Point annotation dataset records:
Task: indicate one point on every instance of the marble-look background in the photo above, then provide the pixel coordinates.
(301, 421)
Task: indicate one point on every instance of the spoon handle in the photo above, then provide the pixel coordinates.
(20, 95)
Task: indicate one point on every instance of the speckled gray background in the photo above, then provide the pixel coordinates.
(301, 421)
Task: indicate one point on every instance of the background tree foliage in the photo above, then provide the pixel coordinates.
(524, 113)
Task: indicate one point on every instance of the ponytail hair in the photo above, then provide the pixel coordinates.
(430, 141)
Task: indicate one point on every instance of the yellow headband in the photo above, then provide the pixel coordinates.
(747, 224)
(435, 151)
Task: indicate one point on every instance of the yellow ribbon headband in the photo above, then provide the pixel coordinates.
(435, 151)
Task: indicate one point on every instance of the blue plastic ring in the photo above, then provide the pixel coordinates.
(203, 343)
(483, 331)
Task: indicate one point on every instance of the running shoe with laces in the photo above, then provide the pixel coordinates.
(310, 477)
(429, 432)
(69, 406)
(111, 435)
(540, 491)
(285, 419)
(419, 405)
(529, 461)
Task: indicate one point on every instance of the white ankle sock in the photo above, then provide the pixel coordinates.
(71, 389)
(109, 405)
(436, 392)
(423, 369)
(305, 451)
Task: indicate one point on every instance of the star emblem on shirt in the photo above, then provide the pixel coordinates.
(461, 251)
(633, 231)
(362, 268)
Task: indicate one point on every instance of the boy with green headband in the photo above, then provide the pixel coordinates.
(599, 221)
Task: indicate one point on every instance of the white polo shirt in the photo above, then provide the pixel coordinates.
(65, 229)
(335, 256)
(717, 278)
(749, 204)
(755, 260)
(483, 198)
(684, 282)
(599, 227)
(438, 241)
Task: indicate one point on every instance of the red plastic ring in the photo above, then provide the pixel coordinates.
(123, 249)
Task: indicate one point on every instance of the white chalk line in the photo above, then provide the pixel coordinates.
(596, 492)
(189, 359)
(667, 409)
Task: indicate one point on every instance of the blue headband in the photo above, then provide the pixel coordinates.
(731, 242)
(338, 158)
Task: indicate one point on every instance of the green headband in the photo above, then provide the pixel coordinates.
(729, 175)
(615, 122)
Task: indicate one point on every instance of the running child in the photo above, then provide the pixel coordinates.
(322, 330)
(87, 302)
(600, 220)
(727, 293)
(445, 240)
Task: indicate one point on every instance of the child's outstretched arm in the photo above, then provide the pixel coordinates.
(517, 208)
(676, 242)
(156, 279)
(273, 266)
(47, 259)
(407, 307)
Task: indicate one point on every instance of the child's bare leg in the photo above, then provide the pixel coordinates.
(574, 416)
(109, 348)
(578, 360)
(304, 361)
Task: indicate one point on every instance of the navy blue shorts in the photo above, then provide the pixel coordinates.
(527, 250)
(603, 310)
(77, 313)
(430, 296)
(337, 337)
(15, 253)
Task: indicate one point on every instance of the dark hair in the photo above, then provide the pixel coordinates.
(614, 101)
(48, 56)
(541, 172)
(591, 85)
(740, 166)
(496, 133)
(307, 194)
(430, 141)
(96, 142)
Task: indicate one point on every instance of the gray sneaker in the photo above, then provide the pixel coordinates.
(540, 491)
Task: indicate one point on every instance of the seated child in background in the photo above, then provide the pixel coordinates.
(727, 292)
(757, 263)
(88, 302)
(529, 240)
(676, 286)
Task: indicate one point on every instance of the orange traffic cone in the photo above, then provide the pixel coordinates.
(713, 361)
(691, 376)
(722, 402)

Task directions: Write out the full listing exactly as given.

Complete output:
Task: indicate one point on every instance of the marble-look background in the photo above, then provide the pixel coordinates.
(301, 421)
Task: indicate one point on every instance of the spoon handle in the photo above, then provide the pixel coordinates.
(20, 95)
Task: indicate one point on every instance of the speckled gray background in the photo above, then provide the pixel coordinates.
(301, 421)
Task: indicate one point on every instance of the background tree foliage in the photo above, then provide the pixel coordinates.
(524, 113)
Task: indicate one point on every instance of the ponytail hair in the photo above, then provide the pixel coordinates.
(430, 141)
Task: indicate one point on every instance of the yellow headband in the photo above, then provide the pixel coordinates.
(747, 224)
(435, 151)
Task: indicate one point on every instance of the yellow ribbon headband in the photo above, then provide the pixel coordinates.
(435, 151)
Task: indicate one point on every instance of the blue plastic ring in the photo above, then provide the pixel coordinates.
(203, 343)
(483, 331)
Task: indicate one point on every instance of the running shoe with laces in the photo above, then provide the pixel coordinates.
(310, 477)
(429, 432)
(69, 406)
(111, 435)
(540, 491)
(285, 419)
(419, 405)
(529, 461)
Task: indicate one point on every instance of the white ankle sock in the photo above, then provide the pixel coordinates.
(71, 389)
(109, 405)
(436, 392)
(423, 369)
(305, 451)
Task: indicate one point on every instance of the star emblem on shirt in the photo above, then provide the pixel coordinates.
(461, 251)
(633, 231)
(362, 268)
Task: indicate one point on every instance of the boy with green headband in the photo above, then provide the pixel coordinates.
(599, 221)
Task: indicate one point on every instance of the white polo shirt in the photo above, then provide the pixel coordinates.
(65, 229)
(335, 256)
(717, 278)
(749, 204)
(755, 260)
(483, 198)
(684, 282)
(599, 227)
(438, 241)
Task: indicate one point on every instance of the red plastic ring in the photo above, then provide the pixel coordinates.
(123, 249)
Task: indicate one point on every instance of the white chalk line in the photo above, then provide the pixel coordinates.
(596, 492)
(189, 359)
(667, 409)
Task: indicate one point on every instance of the blue headband in the photo above, then provide the pixel coordinates.
(731, 242)
(338, 158)
Task: indicate one point on every instance of the green headband in the photo above, then provide the pixel coordinates.
(729, 175)
(615, 122)
Task: indicate one point on every instance of the running child in the photo above, then provide the pixel coordinates.
(322, 330)
(87, 302)
(600, 220)
(727, 293)
(445, 240)
Task: indicate one point on every instance of the child's outstretched arm in the photo above, then provide the pixel coordinates.
(517, 208)
(676, 242)
(156, 279)
(273, 266)
(47, 259)
(407, 307)
Task: indicate one point on every instance of the child's bare leg in the photo above, then provide the pixel coordinates.
(574, 416)
(109, 348)
(578, 360)
(304, 361)
Task: indicate one point on every instance of the navy blue shorts in the photo above, then provide the pixel coordinates.
(527, 250)
(603, 310)
(77, 313)
(430, 296)
(337, 337)
(15, 253)
Task: indicate one point on every instance of the dark hair in the photo above, then provide the pixel coordinates.
(614, 101)
(48, 56)
(541, 172)
(591, 85)
(740, 166)
(496, 133)
(307, 194)
(430, 141)
(96, 142)
Task: indicate one point on every instance of the gray sneaker in the photo above, then provide the pixel coordinates.
(540, 491)
Task: indicate one point on every instance of the seated child in background in the photo above, then provide the pixel coordinates.
(727, 292)
(757, 263)
(88, 302)
(529, 240)
(676, 286)
Task: indicate one point on every instance of the orange traffic cone in the photo above, then provide the pixel coordinates.
(713, 361)
(691, 376)
(722, 402)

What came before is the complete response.